◆ **Goal of the exercise**
Print the listing below verbatim, leaving out the picture.

◆ **Raw records**
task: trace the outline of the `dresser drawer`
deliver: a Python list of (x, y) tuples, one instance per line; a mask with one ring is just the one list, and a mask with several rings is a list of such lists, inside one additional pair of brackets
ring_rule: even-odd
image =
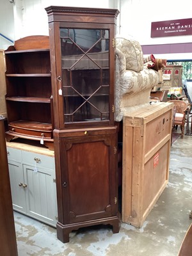
[(22, 151), (22, 162), (28, 164), (54, 170), (54, 157), (28, 151)]
[(7, 147), (7, 157), (8, 160), (17, 161), (17, 162), (21, 162), (21, 150), (17, 148)]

◆ **The reply**
task: trace the outline of the `dresser drawer`
deliver: a Python list of (x, y) tuples, one instance per line; a mask with one ring is just the one list, and a mask with several rings is a list of such lists, inside one additional pair of brackets
ring_rule: even-odd
image =
[(22, 151), (22, 162), (28, 164), (54, 170), (54, 157), (28, 151)]
[(7, 147), (7, 157), (8, 160), (17, 161), (17, 162), (21, 162), (21, 150), (17, 148)]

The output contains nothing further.